▶ **Data under study**:
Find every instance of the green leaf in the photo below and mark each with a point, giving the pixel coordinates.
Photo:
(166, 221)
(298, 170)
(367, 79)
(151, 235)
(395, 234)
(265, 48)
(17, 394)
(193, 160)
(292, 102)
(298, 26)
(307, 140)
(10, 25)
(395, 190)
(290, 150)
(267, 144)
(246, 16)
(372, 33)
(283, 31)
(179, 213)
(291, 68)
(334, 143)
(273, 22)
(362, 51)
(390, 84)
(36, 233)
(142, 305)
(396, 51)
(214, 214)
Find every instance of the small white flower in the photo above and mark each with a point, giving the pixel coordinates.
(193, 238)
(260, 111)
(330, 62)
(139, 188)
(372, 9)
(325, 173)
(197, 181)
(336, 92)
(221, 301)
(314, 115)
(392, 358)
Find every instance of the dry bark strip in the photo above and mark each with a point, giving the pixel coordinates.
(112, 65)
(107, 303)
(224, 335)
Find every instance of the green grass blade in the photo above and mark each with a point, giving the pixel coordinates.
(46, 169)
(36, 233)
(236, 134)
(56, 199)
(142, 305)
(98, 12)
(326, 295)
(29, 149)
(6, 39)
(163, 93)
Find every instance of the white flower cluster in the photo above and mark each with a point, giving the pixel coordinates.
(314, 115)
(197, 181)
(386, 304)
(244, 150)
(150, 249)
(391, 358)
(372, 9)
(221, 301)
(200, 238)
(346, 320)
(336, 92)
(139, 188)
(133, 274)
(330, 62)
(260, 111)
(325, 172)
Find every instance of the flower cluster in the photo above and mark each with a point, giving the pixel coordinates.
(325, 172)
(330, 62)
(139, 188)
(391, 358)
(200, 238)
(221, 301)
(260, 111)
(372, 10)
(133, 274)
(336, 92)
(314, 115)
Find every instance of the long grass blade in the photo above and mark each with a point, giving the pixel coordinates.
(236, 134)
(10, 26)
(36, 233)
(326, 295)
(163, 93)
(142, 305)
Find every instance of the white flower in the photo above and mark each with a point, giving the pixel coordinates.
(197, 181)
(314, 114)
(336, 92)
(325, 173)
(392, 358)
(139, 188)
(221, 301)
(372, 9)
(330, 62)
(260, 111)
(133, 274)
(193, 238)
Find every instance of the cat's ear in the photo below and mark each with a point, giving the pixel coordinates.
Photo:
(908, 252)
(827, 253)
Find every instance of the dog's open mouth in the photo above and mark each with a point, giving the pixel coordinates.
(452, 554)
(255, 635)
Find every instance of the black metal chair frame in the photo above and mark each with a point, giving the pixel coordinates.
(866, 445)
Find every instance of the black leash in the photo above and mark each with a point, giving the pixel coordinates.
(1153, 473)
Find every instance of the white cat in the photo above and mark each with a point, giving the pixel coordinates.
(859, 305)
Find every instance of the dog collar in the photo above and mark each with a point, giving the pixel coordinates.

--

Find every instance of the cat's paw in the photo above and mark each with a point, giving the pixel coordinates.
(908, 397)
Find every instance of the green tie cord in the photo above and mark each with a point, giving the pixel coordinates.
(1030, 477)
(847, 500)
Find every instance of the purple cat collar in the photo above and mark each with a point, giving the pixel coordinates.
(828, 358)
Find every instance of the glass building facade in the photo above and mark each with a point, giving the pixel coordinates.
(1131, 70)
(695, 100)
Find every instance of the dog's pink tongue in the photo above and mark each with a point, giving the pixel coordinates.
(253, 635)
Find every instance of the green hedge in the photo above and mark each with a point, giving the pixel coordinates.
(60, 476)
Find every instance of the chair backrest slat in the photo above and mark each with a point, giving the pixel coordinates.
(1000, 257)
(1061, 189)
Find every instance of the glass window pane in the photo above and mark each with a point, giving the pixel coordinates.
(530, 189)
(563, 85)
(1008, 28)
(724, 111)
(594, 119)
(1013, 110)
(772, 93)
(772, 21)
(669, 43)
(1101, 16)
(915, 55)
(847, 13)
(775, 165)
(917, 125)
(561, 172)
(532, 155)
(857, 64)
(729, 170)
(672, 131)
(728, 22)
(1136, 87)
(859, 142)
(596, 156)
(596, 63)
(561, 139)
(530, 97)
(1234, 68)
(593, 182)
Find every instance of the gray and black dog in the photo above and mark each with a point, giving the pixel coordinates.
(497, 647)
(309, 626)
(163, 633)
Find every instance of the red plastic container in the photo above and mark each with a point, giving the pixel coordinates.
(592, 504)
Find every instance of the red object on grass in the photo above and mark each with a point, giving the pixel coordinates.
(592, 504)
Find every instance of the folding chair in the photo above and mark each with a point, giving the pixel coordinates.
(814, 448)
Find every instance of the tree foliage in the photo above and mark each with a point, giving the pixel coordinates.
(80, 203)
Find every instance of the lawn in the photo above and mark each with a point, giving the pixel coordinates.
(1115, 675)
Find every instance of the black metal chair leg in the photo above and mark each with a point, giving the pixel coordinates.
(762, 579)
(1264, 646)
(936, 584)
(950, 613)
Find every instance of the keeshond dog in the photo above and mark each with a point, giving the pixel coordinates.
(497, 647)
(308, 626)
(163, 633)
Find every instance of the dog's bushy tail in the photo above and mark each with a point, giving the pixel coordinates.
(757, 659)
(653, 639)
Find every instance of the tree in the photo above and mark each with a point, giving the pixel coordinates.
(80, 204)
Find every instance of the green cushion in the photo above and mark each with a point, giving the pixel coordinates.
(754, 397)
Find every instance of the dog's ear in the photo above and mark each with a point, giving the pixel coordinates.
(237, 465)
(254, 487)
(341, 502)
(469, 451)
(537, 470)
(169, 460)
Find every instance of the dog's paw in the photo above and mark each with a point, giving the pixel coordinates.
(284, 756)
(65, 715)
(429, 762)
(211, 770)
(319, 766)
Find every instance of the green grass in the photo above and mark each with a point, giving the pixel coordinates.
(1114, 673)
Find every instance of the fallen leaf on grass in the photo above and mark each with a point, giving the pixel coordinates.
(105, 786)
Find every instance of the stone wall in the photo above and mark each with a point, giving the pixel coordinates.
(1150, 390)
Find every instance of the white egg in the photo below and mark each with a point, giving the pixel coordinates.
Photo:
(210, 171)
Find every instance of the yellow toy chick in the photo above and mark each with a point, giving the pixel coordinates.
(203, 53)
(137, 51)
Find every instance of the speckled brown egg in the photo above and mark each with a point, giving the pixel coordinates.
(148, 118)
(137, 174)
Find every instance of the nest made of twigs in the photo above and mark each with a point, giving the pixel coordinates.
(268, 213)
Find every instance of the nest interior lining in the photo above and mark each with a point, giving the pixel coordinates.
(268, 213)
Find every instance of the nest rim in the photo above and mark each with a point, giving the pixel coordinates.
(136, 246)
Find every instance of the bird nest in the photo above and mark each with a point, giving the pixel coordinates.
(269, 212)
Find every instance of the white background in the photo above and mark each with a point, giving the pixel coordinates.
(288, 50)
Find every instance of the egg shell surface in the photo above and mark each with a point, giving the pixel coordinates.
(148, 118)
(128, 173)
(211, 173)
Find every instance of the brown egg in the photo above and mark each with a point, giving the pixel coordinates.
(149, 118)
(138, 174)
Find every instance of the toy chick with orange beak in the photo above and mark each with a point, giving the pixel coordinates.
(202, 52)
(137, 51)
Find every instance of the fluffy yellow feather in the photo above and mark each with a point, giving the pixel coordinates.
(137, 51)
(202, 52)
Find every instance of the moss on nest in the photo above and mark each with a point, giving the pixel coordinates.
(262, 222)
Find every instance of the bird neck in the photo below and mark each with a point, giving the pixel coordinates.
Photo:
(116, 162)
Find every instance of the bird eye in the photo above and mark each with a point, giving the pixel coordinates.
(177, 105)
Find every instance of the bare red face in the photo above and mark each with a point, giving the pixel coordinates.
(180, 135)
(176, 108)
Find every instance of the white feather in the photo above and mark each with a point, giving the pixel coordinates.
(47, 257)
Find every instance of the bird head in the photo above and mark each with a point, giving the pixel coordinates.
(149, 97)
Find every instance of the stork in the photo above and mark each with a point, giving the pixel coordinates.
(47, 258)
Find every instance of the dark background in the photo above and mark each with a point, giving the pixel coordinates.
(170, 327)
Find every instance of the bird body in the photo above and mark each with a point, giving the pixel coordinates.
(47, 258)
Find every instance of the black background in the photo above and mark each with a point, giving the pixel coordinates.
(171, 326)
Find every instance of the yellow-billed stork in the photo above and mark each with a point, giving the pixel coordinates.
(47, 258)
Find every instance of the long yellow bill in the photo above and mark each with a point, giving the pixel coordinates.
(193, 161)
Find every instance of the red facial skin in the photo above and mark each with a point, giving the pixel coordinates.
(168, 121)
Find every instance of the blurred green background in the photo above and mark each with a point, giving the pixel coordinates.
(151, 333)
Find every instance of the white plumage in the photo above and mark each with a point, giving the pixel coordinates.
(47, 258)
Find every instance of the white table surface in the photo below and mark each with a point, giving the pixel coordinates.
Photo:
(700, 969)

▶ **Task**: In the records above, collect each line with "below".

▶ **Exercise output**:
Find every instance of the green leaf in the photo below and mark each with a point, giving the pixel coordinates.
Find every instance of the cat's ear in the photo below and mark each with a point, giving the pixel coordinates.
Find every instance of the white egg in the photo below and mark each with a point, giving the pixel coordinates.
Find every instance of the bird neck in the photo below and mark each with a point, giving the pixel coordinates.
Find every instance of the white table surface in the photo below and mark each with a point, giving the pixel coordinates.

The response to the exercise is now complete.